§ Directive:
Reproduce all of the listing below without alteration.

§ Given records:
-*-

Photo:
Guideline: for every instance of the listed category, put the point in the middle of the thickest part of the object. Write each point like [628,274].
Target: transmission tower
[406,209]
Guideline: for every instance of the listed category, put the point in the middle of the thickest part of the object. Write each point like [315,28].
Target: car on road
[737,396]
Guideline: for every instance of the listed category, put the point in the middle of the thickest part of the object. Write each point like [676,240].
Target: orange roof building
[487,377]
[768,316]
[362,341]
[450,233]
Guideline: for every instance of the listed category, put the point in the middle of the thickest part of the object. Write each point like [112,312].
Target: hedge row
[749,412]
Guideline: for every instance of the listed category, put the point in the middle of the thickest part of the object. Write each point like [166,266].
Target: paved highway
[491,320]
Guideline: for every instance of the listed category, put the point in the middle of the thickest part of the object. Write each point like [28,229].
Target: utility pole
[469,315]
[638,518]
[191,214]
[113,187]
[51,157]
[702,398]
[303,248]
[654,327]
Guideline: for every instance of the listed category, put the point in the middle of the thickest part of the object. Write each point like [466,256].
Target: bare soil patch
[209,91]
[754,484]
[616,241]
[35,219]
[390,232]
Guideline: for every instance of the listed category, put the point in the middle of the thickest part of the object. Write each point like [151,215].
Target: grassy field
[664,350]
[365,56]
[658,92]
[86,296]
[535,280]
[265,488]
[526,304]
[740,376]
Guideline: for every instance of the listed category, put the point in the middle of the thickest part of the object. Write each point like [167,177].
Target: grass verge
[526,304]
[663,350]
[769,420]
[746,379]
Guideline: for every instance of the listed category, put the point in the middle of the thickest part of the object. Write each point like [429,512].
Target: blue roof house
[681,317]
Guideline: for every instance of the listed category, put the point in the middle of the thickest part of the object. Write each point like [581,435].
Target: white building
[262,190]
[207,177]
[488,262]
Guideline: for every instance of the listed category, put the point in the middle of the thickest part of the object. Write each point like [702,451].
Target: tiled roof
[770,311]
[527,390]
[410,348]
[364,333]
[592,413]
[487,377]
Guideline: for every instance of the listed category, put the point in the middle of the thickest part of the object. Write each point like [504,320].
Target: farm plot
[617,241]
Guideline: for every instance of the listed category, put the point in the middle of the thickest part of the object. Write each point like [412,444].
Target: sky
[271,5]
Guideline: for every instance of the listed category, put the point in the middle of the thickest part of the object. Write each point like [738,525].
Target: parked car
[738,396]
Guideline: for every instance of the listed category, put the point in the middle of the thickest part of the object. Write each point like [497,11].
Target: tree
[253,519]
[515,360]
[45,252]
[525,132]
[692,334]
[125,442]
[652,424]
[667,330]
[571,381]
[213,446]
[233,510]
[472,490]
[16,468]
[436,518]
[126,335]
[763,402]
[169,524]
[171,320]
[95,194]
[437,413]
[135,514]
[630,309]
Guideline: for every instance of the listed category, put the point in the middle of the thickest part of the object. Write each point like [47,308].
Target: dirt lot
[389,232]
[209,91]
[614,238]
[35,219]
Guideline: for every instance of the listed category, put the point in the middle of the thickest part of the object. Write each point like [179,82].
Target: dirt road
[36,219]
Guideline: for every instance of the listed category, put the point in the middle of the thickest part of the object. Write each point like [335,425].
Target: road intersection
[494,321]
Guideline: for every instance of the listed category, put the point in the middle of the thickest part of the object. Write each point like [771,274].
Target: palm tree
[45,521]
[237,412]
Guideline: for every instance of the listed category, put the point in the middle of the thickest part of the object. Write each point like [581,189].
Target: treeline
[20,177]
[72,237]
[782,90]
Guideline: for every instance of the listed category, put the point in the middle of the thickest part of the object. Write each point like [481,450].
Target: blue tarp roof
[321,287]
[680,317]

-*-

§ Reply:
Photo:
Guideline: for every instance of the listed category, put the point in the middle of the thickest part of the object. Write each point like [628,274].
Target: transmission tower
[406,209]
Guideline: for every instance of the listed category, put the point in the middle of the thickest part of the object. Write each point like [315,28].
Target: car on road
[737,396]
Guideline: for every instance of the listed category, put the point in the middle of the thickest part of the object. Write each point like [676,240].
Target: orange roof building
[487,377]
[768,316]
[362,341]
[450,233]
Guideline: for every instance of the listed category, put the point in the middle of the thickest part of the object. Write each point like [112,312].
Target: hedge row
[749,412]
Guideline: for every instance of the listed category, put the point in the middle of the thickest part of the object. Write each point like [166,266].
Target: paved highway
[491,320]
Guideline: for every instance of the listed category, put the point in the middle of the thickest part of the object. Write each point like [28,229].
Target: utility pole
[469,315]
[638,518]
[191,214]
[113,187]
[51,157]
[702,398]
[303,248]
[654,327]
Guideline: for every instance of the listed category, put the point in the middle of the thickest part of the object. Write each point like [466,256].
Target: bare soil patch
[209,91]
[754,484]
[616,241]
[35,219]
[390,232]
Guideline: for every instance of the listed category, put the point in the middle of the thickest part of the object. Write each point like [151,215].
Target: grassy field
[664,350]
[365,56]
[658,92]
[86,296]
[535,280]
[265,488]
[526,304]
[740,376]
Guideline: for every instance of the listed category, put the point in the middle of the thickest part of the object. Write each point like [167,177].
Target: grass verge
[526,304]
[663,350]
[769,420]
[746,379]
Guideline: for every instance of the listed category, put the point in the middle of the thickest part of the object. Write each point like [429,512].
Target: blue roof house
[681,317]
Guideline: for every instance of the listed category, put the point in the middle of the thickest part of the object. Write each point like [581,435].
Target: white building
[262,190]
[207,177]
[488,262]
Guideline: for every instance of the listed category, put the point in the middle of the thickest part of the object. Write each point like [702,451].
Target: tiled roof
[770,311]
[527,390]
[410,348]
[364,333]
[592,413]
[487,377]
Guideline: for every instance of the listed category, put the point in the middle of the thickest part of the object. Write each point like [504,320].
Target: farm plot
[617,241]
Guideline: for every instance of the listed category, put the point in the middle of the thickest part of the object. Write each point like [412,444].
Target: sky
[271,5]
Guideline: for every instance of the listed category, put the point in the middle of the thickest part of the object. Write each point like [738,525].
Target: parked car
[738,396]
Guideline: for every instance of the listed category, put the point in the middle of the thickest part of the object. Write each point like [497,11].
Target: tree
[253,519]
[515,360]
[45,252]
[525,132]
[692,334]
[125,442]
[652,424]
[667,330]
[571,381]
[213,446]
[233,510]
[472,490]
[16,468]
[436,518]
[126,335]
[763,402]
[169,524]
[171,320]
[95,194]
[437,413]
[135,514]
[630,309]
Guideline: for every instance of the listed category, put the point in the middle of the thickest part of the object. Write each point like [47,308].
Target: dirt lot
[389,232]
[209,91]
[614,238]
[35,219]
Guideline: for every instance of the listed category, put the point in the middle of the thickest part of the object. Write each point like [179,82].
Target: dirt road
[36,219]
Guideline: for every instance of the listed category, put the point in the middle of the thickest part of the object. Write each point like [335,425].
Target: road intersection
[494,321]
Guideline: for every instance of the listed category, put the point in the middle of the thickest part of the object. Write each point like [771,274].
Target: palm tree
[45,521]
[237,412]
Guideline: for every instance of the listed category, put the point in the middle of the thickest part of the object. Write each point like [581,189].
Target: treeline
[20,177]
[72,237]
[782,90]
Guideline: for every instance of the listed category, put the point in the middle of the thickest part of the object. Write each point like [481,450].
Target: blue tarp roof
[321,287]
[680,317]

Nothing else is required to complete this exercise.